**PROBLEM SET**:
1 - In the pod scheduling notes, what are the two steps Kubernetes goes through to decide which Node a Pod will run on?
2 - Write the next part of the pod scheduling study notes, starting after their final sentence.

**TEXT BLOCK**:
■ ■ ■ ■

CKA Study notes - Pod Scheduling

Overview

This post is part of my preparations towards the Certified Kubernetes Administrator exam. I have also done a post on Daemon Sets, Replica Sets and Deployments which we normally use for deploying workloads.

In this post we'll take a look at Pod scheduling and how we can work with the Kubernetes scheduler and decide how and where Pods are scheduled. This can also be incorporated in Daemon Sets, Replica Sets and Deployments, which is how you normally deploy stuff. I'll keep it easy and just schedule Pods in these examples.

Note #1: I'm using documentation for version 1.19 in my references below as this is the version used in the current (dec 2021) CKA exam. Please check the version applicable to your usecase and/or environment

Note #2: This is a post covering my study notes preparing for the CKA exam and reflects my understanding of the topic, and what I have focused on during my preparations.

Kubernetes Scheduler

Kubernetes Documentation reference

First let's take a quick look at how Kubernetes schedules workloads.

The scheduler does not work with individual containers directly, the smallest entity Kubernetes will manage is a Pod. A Pod contains one or more containers.

To decide which Node a Pod will be run on Kubernetes works through several decisions which can be divided in to two steps

  1. Filtering
  2. Scoring

Filtering

The first operation is to filter which Nodes are candidates to run the Pod. These are called feasible nodes. In this step Kubernetes is filtering which nodes have enough resources to meet the Pods requirements. Resources include both cpu and memory requirements, but also storage mounts and networking.

In this step we are also checking if the Pod is requesting to run on a specific set of nodes. This can be done with Taints and Tolerations, Affinity, NodeSelectors etc

Scoring

When the Kube scheduler has filtered out the list of feasible nodes it goes ahead and sorts that list based on scoring. The scheduler ranks the nodes to choose the most suitable node

Custom schedulers

Kubernetes is extensible in it's nature and it allows for custom schedulers so you can write your own scheduler to fit your exact needs if the default one comes too short.

Taints and Tolerations

Kubernetes Documentation reference

Taints are a way for a Node to repel Pods from running there. Meaning you can add a taint on a node which will instruct the scheduler to not run a specific (or any) pod on that node.

By default a Kubernetes cluster already have taints set on nodes. The master/control plane nodes has a NoSchedule taint by default to prevent normal pods to be scheduled on them.

1kubectl describe node <CONTROL-PLANE-NODE>
Check configuration of a control plane node

This control plane node has the taint master:NoSchedule. Because of this the scheduler will not schedule a Pod to it as long as it doesn't have a Toleration for it

A Toleration is assigned to a Pod which allows the pod to be scheduled on a node with a corresponding taint. An example of this can be found in Daemon set pods which oftentimes runs on all nodes.

■ ■ ■ ■

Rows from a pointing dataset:
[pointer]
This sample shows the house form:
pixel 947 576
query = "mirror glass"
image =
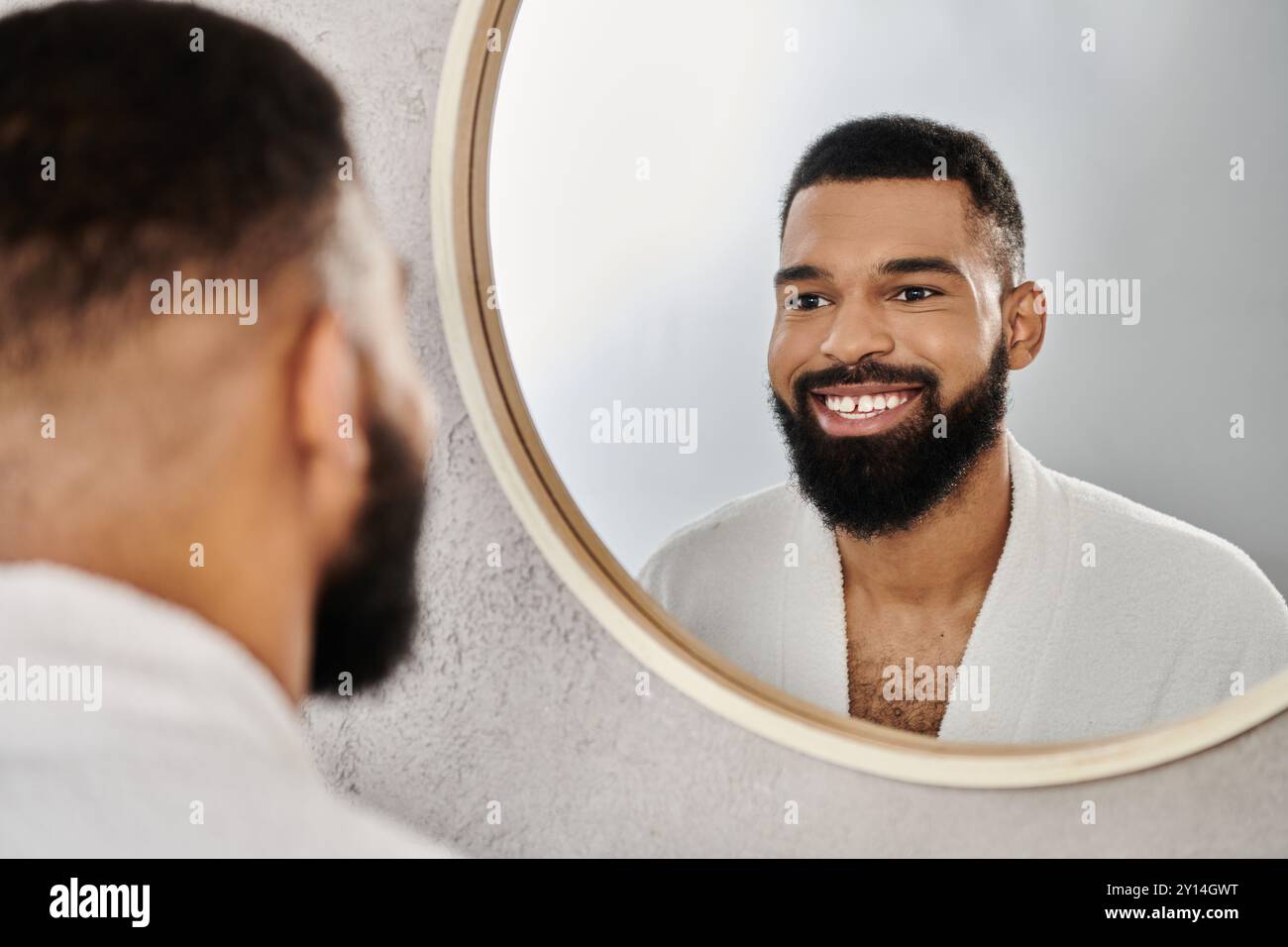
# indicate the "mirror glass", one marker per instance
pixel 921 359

■ ■ ■ ■

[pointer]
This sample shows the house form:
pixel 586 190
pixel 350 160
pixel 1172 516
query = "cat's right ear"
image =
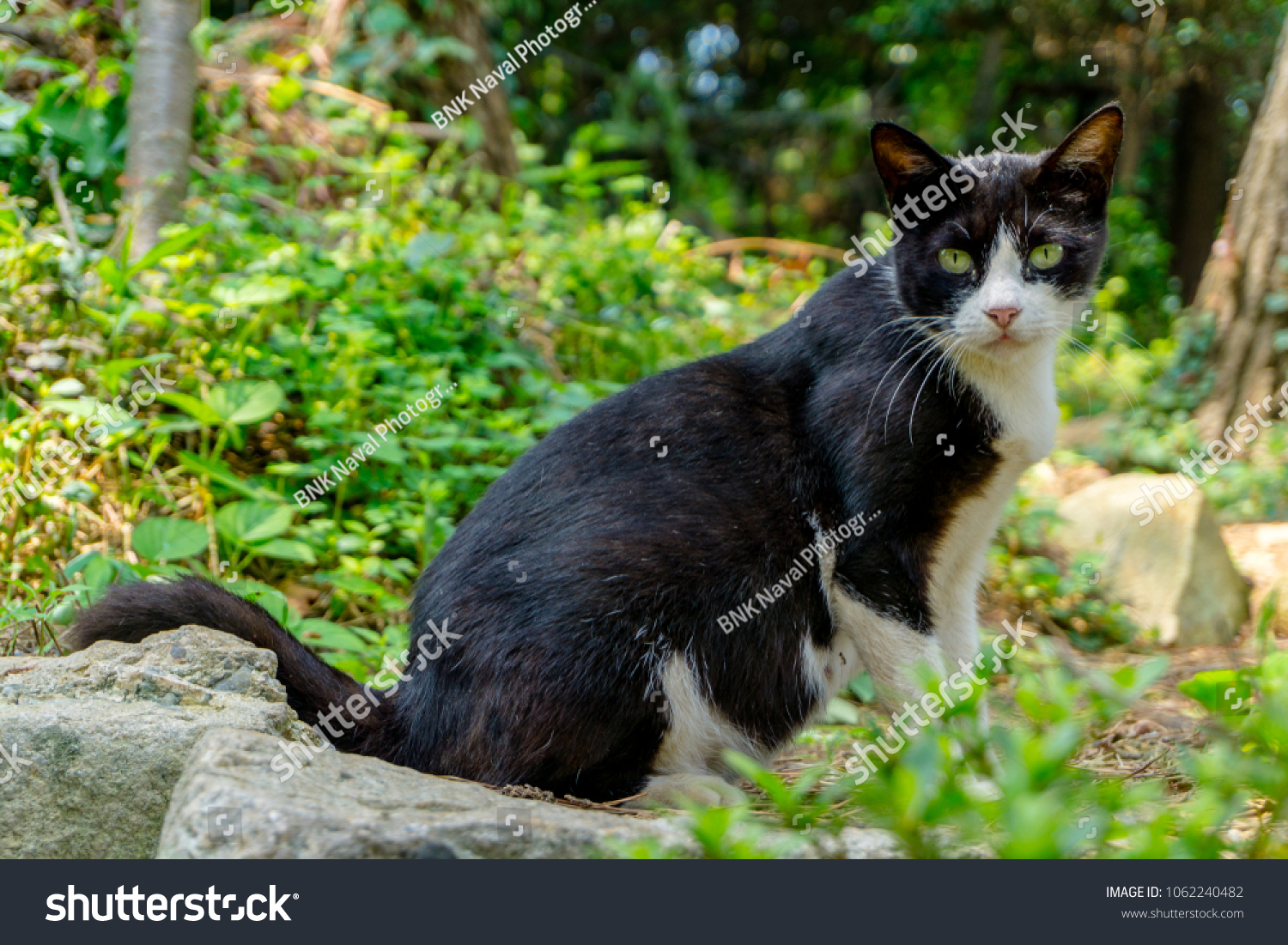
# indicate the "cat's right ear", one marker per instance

■ ■ ■ ■

**RESULTS**:
1 - Filtering and scoring.

2 -
From my post on Daemon sets we used the calico networking component pod which are running on all nodes. First let's identify a pod running on a control plane node

1kubectl -n kube-system get pod -o wide
List of kube-system pods

Let's check the Tolerations on that pod

1kubectl -n kube-system describe pod <POD-NAME>
Tolerations on a daemon set pod

This toleration will match the master:NoSchedule taint on the control plane nodes and thereby let the kube-scheduler schedule the pod on the node.

Let's do a couple of our own examples

First we'll taint our worker nodes with some taints. We'll do the classic Prod/Dev example

1kubectl taint node <PROD-NODE> env=dev:NoSchedule
2kubectl taint node <PROD-NODE> env=dev:NoSchedule
Tainted nodes

With these taints the kube-a-04 and -05 nodes should not run dev pods, only production pods. Production pods can run on all three workers.

Let's create a pod with a dev tag and see where the kube-scheduler puts it

 1apiVersion: v1
 2kind: Pod
 3metadata:
 4  name: nginx
 5  labels:
 6    env: dev
 7spec:
 8  containers:
 9    - name: nginx
10      image: nginx
11      imagePullPolicy: IfNotPresent

Note the env:dev tag. We'll create this pod with the kubectl create -f filename command. And then we'll retrieve our pods and see what node it got scheduled on.

1kubectl create -f <file-name-1>
2
3kubectl get pods -o wide
First dev pod created

As expected it was scheduled to node -06 which was not tainted earlier. Let's create a second pod with the same spec and tag, just with a different name to see where that gets scheduled

1kubectl create -f <file-name-2>
2
3kubectl get pods -o wide
Second dev pod created

Again the pod was scheduled on node -06

Now let's create a pod tagged with the env:prod tag and see where that gets scheduled

Not working example

 1apiVersion: v1
 2kind: Pod
 3metadata:
 4  name: nginx-prod-1
 5  labels:
 6    env: prod
 7spec:
 8  containers:
 9    - name: nginx-prod-1
10      image: nginx
11      imagePullPolicy: IfNotPresent
1kubectl create -f <file-name-3>
2
3kubectl get pods -o wide
First prod pod scheduled

But wait! Why wasn't that scheduled on one of the prod tainted nodes?

Well, as I mentioned previously, a pod needs to have a Toleration matching the taint to be scheduled. Let's change the config for our prod pod and add that toleration

Working example

 1apiVersion: v1
 2kind: Pod
 3metadata:
 4  name: nginx-prod-1
 5  labels:
 6    env: prod
 7spec:
 8  containers:
 9    - name: nginx-prod-1
10      image: nginx
11      imagePullPolicy: IfNotPresent
12  tolerations:
13    - key: "env"
14      effect: "Equal"
15      value: "dev"
16      effect: "NoSchedule"

And let's delete and recreate the prod pod and see if it will be scheduled on a "prod node" now

1kubectl delete pod <prod-pod-name>
2
3kubectl create -f <file-name-3>
4
5kubectl get pods -o wide
Prod pod scheduled on correct node

Now we finally got the prod pod scheduled to one of the prod nodes.

It actually took me a little while to get a grip on this thing and that's why I wanted to document why it didn't work as expected the first time.

There are obviously some use cases for using Tains and Tolerations, with the control plane/master node as an example. More can be found here. To me it's a bit confusing, and I see it as a way to ensure that only a specific set of Pods gets scheduled on a set of nodes.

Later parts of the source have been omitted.